> Written problem
How many lines in the items below contain the string "shirt"? Case matters; reply with only the number.

— START Stored records —

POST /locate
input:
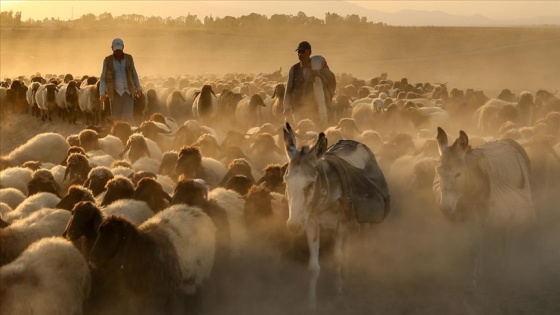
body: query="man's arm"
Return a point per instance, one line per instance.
(288, 92)
(135, 76)
(102, 80)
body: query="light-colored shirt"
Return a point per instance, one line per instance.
(121, 85)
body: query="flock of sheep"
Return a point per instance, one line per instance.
(137, 219)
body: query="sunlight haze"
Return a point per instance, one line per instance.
(66, 10)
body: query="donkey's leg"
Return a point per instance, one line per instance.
(339, 253)
(312, 231)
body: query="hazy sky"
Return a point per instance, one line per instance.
(499, 10)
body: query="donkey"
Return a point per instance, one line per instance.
(488, 185)
(320, 195)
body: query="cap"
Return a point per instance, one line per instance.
(117, 44)
(304, 46)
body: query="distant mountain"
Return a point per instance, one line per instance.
(404, 17)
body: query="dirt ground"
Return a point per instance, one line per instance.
(415, 262)
(481, 58)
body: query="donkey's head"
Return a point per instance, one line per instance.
(450, 171)
(301, 177)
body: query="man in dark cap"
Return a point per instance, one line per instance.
(119, 81)
(299, 101)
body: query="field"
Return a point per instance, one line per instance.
(414, 263)
(481, 58)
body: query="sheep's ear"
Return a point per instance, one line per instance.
(125, 150)
(290, 142)
(442, 141)
(66, 173)
(320, 146)
(166, 196)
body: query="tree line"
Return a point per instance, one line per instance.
(191, 21)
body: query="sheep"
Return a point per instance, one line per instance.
(90, 103)
(22, 233)
(150, 191)
(97, 178)
(238, 167)
(30, 97)
(158, 134)
(490, 116)
(239, 183)
(264, 151)
(34, 150)
(16, 177)
(32, 204)
(205, 104)
(50, 277)
(43, 181)
(121, 130)
(12, 197)
(45, 97)
(248, 112)
(155, 264)
(139, 146)
(273, 178)
(78, 168)
(87, 217)
(118, 188)
(76, 193)
(265, 215)
(91, 142)
(146, 164)
(67, 100)
(167, 166)
(178, 107)
(190, 164)
(209, 146)
(233, 204)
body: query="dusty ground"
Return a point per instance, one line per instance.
(482, 58)
(414, 263)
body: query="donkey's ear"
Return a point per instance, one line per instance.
(290, 142)
(462, 141)
(320, 146)
(442, 141)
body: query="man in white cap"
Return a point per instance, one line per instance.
(119, 81)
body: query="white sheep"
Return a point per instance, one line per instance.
(32, 204)
(16, 177)
(34, 150)
(12, 197)
(135, 211)
(50, 277)
(20, 234)
(233, 204)
(45, 97)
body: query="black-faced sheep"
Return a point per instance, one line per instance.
(31, 205)
(16, 177)
(151, 192)
(82, 227)
(34, 150)
(50, 278)
(273, 178)
(191, 165)
(43, 181)
(117, 188)
(97, 178)
(77, 169)
(76, 193)
(12, 197)
(205, 105)
(173, 252)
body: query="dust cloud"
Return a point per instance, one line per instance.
(416, 262)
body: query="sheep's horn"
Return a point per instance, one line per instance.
(66, 173)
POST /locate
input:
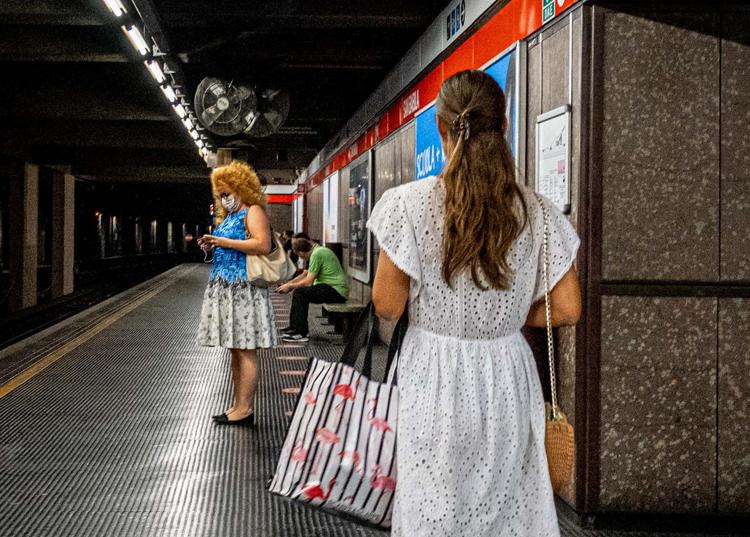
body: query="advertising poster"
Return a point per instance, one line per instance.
(553, 157)
(297, 214)
(429, 158)
(359, 211)
(331, 208)
(504, 73)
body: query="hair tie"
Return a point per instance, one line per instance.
(461, 124)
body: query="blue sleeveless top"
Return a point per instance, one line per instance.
(230, 265)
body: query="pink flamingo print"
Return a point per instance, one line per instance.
(315, 491)
(354, 456)
(346, 392)
(299, 453)
(381, 425)
(324, 436)
(327, 436)
(382, 482)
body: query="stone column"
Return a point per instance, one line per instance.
(24, 229)
(63, 233)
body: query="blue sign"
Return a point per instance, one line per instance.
(429, 158)
(504, 73)
(429, 149)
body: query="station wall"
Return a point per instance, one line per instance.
(654, 376)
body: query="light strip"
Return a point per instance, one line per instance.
(169, 93)
(136, 39)
(116, 7)
(155, 69)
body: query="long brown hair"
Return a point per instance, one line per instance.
(484, 207)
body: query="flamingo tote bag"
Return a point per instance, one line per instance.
(340, 449)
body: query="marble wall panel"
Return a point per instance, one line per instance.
(661, 146)
(734, 405)
(658, 404)
(555, 66)
(735, 147)
(533, 107)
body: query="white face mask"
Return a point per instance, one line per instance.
(230, 203)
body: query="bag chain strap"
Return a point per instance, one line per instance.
(548, 314)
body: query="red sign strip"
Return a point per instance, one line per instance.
(516, 21)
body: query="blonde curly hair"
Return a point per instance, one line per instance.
(239, 177)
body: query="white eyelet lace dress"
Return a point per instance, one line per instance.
(470, 454)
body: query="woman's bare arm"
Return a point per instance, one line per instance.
(565, 303)
(390, 291)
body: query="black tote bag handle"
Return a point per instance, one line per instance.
(364, 335)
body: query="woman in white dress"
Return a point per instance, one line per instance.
(464, 251)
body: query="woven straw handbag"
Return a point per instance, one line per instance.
(558, 432)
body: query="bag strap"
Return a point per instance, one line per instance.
(365, 334)
(548, 312)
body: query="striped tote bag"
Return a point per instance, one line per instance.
(340, 450)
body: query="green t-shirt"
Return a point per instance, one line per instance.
(327, 269)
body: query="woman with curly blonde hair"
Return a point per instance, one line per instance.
(236, 314)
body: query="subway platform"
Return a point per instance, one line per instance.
(106, 427)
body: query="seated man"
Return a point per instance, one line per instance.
(324, 281)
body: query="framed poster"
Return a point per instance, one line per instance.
(553, 157)
(359, 199)
(298, 206)
(331, 208)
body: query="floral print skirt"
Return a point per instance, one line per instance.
(237, 316)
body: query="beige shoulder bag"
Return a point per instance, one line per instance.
(271, 268)
(558, 433)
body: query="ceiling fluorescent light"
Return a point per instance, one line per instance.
(116, 7)
(155, 69)
(169, 93)
(136, 39)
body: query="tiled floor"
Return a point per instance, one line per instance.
(114, 436)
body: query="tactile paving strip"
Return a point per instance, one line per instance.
(115, 438)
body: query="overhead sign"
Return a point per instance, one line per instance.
(429, 149)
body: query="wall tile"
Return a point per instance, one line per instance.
(735, 97)
(555, 62)
(658, 404)
(661, 148)
(662, 468)
(735, 223)
(734, 405)
(658, 333)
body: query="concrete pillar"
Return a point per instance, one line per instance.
(24, 229)
(63, 233)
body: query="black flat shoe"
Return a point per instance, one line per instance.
(248, 420)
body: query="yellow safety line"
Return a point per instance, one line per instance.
(74, 343)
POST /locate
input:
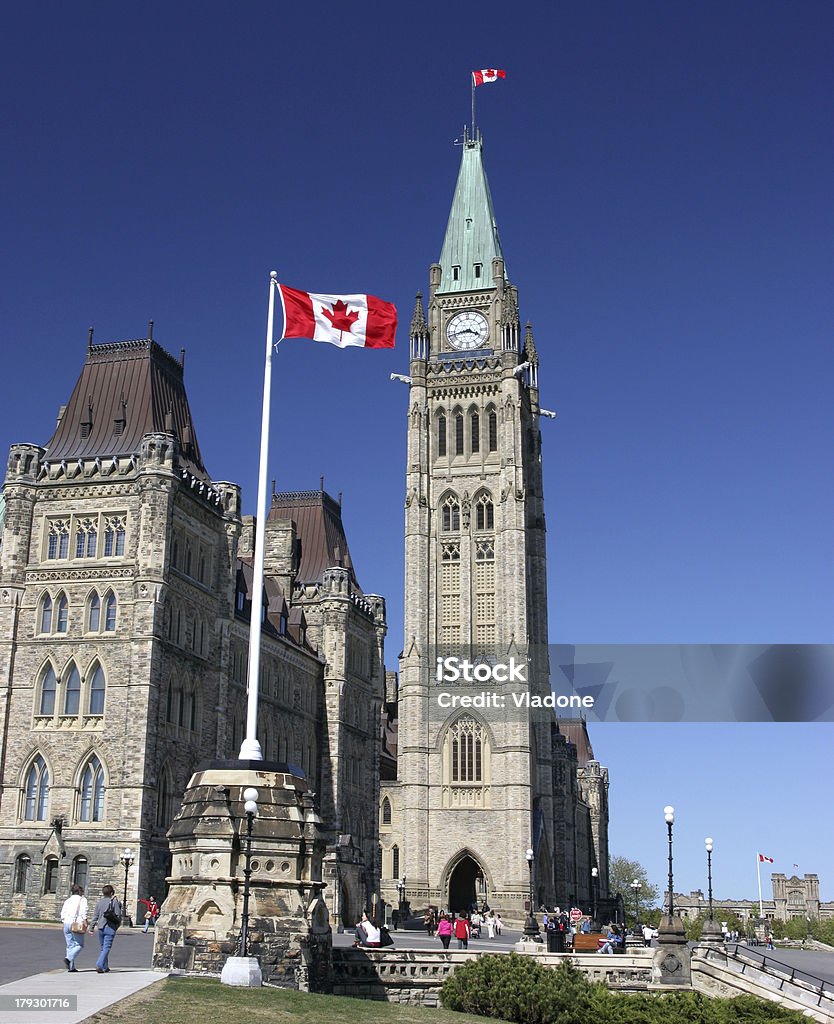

— END Stored records —

> Task response
2